Directions for this task. Count the lines in the rows below that contain the word "background". Reply with that number alone.

[Point annotations for photos]
###

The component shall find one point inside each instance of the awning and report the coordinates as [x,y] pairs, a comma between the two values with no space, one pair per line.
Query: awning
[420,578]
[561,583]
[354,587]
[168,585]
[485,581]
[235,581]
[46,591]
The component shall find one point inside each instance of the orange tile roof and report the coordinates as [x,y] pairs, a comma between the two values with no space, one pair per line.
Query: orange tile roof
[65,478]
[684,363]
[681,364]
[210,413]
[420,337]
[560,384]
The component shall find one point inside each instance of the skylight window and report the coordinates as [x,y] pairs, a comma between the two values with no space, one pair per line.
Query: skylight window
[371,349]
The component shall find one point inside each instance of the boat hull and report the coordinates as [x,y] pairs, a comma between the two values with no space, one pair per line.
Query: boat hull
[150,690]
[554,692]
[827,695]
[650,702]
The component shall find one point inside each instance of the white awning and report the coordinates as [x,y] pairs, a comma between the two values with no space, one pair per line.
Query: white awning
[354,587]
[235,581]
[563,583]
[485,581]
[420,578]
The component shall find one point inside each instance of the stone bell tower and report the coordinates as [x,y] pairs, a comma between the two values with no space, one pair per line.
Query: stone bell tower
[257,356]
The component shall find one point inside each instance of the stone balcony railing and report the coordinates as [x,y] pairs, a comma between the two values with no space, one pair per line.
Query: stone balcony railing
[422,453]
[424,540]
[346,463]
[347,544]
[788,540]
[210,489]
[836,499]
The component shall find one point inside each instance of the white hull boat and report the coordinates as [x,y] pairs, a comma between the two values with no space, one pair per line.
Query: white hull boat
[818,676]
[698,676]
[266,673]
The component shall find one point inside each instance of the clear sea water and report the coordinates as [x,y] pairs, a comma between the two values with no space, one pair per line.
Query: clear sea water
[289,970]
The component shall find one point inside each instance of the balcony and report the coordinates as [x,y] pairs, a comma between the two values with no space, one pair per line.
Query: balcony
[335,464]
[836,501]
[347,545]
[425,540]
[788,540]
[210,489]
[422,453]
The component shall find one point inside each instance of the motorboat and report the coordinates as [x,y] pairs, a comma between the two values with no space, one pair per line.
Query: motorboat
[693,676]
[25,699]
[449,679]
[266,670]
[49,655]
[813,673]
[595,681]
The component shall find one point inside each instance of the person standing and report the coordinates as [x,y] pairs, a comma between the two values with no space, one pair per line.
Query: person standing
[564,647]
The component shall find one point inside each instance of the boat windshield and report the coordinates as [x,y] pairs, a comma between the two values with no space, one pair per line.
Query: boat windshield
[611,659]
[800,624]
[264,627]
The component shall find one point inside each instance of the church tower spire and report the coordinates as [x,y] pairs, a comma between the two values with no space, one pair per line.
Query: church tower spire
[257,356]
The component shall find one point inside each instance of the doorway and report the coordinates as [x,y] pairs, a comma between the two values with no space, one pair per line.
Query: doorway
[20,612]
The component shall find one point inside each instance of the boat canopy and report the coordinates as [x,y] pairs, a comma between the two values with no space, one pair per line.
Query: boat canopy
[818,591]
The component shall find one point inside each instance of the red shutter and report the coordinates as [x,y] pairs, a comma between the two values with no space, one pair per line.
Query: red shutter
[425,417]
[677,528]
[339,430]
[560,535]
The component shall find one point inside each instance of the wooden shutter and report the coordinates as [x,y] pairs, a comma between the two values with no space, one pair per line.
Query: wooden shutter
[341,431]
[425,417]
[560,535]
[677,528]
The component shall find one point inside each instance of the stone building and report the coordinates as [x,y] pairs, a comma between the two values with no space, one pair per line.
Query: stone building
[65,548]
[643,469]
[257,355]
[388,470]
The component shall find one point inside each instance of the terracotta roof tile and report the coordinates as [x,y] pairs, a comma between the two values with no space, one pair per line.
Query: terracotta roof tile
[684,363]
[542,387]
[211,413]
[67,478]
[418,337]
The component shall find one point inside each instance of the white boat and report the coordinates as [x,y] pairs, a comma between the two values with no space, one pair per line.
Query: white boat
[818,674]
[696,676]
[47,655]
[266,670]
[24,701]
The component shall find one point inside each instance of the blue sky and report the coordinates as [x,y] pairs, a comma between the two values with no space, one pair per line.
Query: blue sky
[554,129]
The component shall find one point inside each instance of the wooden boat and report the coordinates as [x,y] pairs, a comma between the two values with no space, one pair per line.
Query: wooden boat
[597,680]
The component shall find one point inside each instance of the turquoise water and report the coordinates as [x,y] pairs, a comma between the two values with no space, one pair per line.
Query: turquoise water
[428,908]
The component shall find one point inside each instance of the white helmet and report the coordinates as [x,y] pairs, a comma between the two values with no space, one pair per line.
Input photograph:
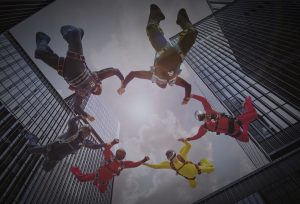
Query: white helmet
[199,113]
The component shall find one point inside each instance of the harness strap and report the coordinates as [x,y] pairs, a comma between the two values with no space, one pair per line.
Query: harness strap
[61,63]
[76,56]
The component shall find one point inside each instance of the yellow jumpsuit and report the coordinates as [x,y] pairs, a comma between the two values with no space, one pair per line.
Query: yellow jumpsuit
[189,170]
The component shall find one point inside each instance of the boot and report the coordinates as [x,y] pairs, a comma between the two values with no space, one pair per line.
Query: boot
[41,38]
[183,20]
[68,30]
[156,15]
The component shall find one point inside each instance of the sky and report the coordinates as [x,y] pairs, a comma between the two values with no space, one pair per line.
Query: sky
[151,119]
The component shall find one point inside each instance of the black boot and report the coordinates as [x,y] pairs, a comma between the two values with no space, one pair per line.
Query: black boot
[68,30]
[183,19]
[41,38]
[156,15]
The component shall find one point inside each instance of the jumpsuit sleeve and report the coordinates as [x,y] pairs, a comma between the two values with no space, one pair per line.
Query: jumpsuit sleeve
[185,150]
[131,164]
[91,145]
[207,107]
[202,130]
[77,103]
[109,72]
[162,165]
[136,74]
[188,88]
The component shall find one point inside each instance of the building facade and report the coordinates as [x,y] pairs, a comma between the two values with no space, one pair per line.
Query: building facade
[29,104]
[250,49]
[216,5]
[13,12]
[275,183]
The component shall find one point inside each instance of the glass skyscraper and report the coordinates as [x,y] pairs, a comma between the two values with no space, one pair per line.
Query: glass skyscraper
[14,11]
[251,48]
[29,103]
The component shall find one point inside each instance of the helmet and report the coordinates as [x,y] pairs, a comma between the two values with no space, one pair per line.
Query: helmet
[199,115]
[85,129]
[97,90]
[170,154]
[120,154]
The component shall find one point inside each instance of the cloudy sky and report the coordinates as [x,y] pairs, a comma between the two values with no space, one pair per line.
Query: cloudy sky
[151,118]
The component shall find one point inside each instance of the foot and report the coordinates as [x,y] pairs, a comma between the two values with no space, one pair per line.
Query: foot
[41,37]
[156,13]
[183,18]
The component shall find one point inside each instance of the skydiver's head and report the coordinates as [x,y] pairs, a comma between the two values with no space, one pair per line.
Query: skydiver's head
[97,90]
[85,131]
[170,154]
[120,154]
[199,115]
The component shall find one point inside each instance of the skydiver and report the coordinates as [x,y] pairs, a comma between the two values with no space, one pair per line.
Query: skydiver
[110,167]
[73,67]
[182,166]
[168,58]
[214,121]
[67,143]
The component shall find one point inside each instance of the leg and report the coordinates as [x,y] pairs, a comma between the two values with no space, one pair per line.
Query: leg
[73,37]
[250,112]
[154,32]
[82,177]
[44,52]
[49,165]
[206,166]
[188,35]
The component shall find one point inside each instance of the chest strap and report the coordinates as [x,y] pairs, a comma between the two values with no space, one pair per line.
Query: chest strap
[181,159]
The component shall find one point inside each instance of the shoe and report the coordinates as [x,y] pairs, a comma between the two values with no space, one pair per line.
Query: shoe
[183,19]
[156,13]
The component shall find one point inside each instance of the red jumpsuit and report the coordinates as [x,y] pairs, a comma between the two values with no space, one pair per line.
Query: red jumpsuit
[221,124]
[110,168]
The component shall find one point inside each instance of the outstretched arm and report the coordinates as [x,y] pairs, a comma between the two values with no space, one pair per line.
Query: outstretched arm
[91,145]
[109,72]
[207,107]
[185,150]
[131,164]
[77,103]
[202,130]
[107,146]
[188,88]
[162,165]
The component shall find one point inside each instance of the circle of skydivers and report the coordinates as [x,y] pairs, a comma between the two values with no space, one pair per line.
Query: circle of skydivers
[166,70]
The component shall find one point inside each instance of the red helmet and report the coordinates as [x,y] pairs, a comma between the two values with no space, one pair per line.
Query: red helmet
[120,154]
[199,115]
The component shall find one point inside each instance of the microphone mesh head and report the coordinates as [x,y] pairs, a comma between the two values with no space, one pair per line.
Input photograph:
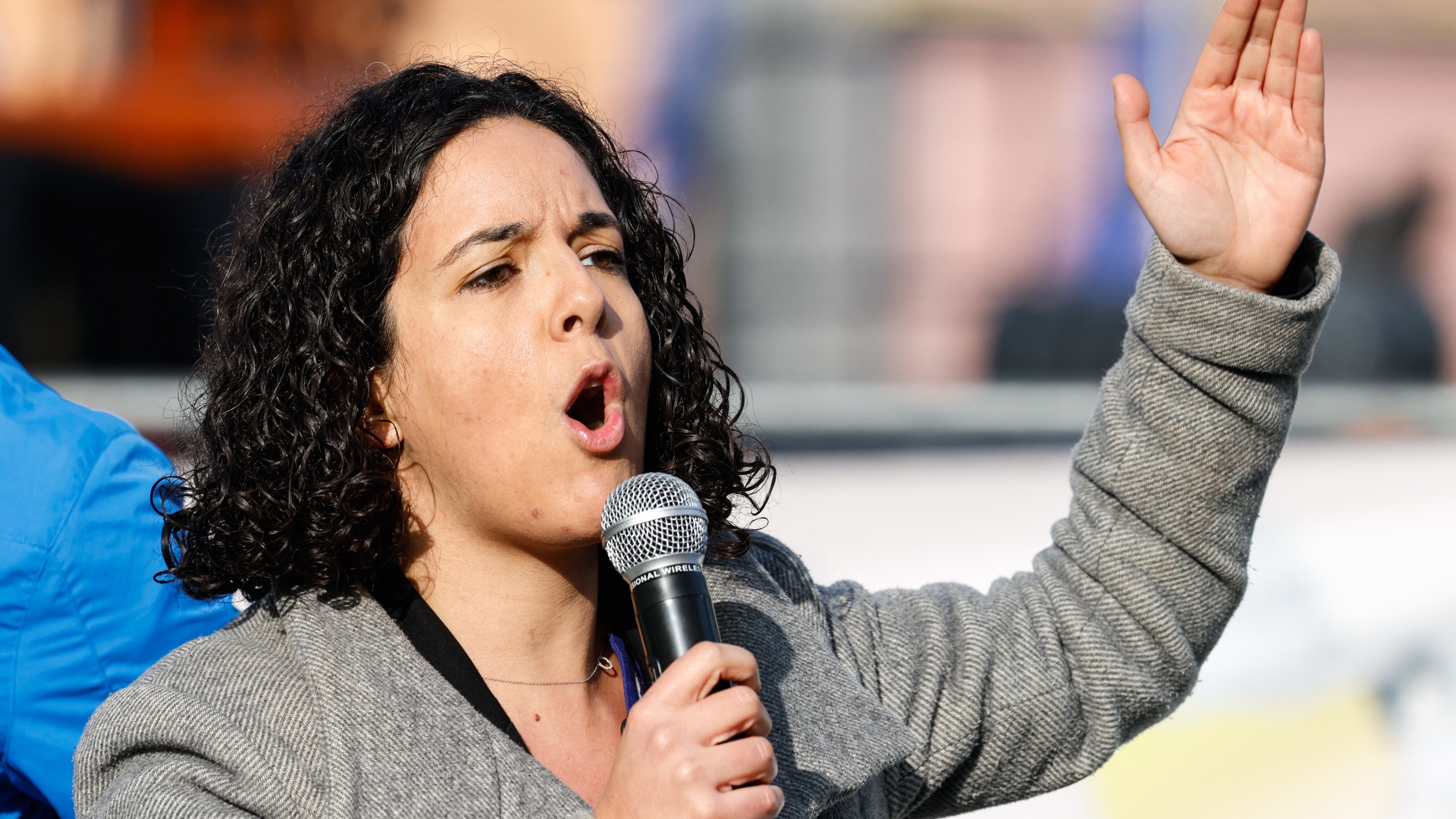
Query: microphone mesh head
[677,534]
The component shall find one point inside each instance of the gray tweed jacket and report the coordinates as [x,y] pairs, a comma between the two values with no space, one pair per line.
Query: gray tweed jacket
[902,703]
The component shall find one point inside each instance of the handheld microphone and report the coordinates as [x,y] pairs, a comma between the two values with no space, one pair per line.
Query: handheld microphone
[655,534]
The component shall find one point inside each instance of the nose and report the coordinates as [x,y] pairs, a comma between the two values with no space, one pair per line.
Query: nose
[581,303]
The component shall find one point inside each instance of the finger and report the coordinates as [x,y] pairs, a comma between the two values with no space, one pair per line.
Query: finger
[694,675]
[739,763]
[1219,60]
[1309,86]
[1131,108]
[1279,78]
[727,715]
[1256,57]
[759,802]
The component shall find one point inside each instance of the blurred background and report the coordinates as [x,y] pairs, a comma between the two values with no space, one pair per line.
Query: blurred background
[913,240]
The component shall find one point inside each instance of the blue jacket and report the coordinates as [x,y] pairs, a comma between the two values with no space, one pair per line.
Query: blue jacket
[81,616]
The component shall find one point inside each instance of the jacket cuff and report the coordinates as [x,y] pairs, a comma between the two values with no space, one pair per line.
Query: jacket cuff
[1177,311]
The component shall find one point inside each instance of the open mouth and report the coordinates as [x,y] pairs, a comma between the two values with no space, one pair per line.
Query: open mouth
[590,407]
[595,414]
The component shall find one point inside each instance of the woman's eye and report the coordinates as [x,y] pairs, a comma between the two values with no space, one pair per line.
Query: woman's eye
[607,260]
[491,279]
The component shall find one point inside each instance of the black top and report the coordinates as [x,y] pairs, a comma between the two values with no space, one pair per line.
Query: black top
[441,650]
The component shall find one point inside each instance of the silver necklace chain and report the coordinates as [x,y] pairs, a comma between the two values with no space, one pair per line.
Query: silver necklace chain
[603,665]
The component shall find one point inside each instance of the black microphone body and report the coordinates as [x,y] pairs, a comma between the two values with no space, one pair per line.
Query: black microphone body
[674,613]
[655,532]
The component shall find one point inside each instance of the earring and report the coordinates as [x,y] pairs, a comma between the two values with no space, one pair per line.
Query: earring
[400,439]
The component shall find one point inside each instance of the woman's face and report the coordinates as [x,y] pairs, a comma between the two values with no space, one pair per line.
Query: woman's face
[522,358]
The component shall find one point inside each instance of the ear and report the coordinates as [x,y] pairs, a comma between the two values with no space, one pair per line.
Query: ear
[378,425]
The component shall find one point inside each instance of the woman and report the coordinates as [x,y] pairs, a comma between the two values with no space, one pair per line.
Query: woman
[453,321]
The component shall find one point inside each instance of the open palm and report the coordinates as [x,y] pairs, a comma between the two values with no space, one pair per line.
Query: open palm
[1232,189]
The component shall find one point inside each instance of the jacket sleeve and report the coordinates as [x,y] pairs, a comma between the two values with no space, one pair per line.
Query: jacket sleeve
[93,617]
[1034,684]
[158,753]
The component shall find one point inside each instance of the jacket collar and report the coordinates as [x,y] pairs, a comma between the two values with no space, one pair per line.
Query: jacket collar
[385,709]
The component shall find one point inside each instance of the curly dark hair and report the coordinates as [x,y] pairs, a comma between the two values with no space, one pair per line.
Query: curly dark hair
[285,492]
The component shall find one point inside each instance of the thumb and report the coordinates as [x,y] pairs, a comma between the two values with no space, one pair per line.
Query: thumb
[1131,108]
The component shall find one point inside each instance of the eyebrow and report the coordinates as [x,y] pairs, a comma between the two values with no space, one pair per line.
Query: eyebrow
[587,222]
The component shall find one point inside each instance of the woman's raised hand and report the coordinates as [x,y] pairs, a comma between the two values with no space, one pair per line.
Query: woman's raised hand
[682,754]
[1232,190]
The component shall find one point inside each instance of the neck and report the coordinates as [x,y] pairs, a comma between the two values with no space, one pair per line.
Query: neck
[520,614]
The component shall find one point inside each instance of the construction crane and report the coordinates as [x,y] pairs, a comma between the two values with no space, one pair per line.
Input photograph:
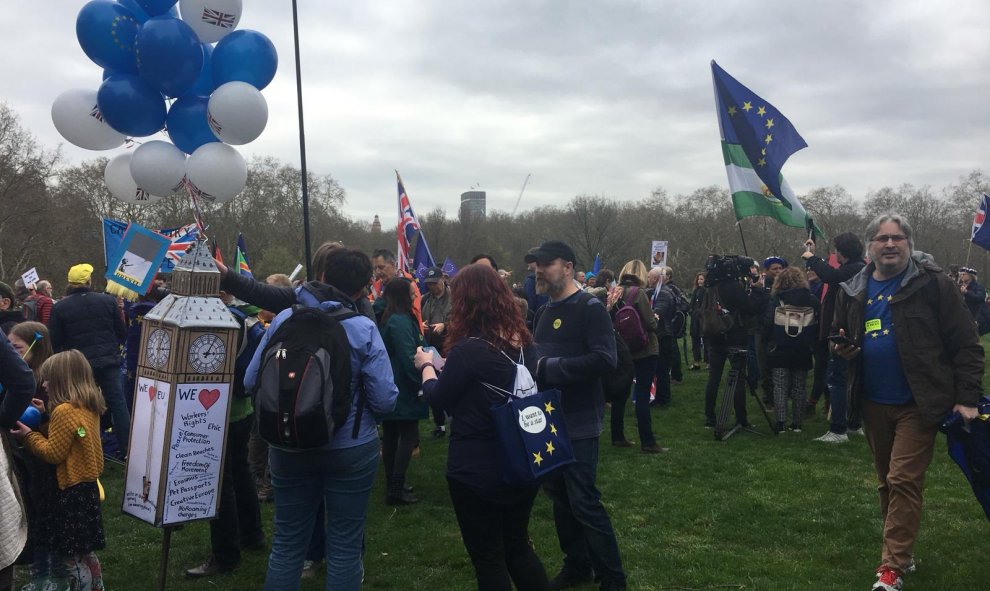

###

Exercise solution. 2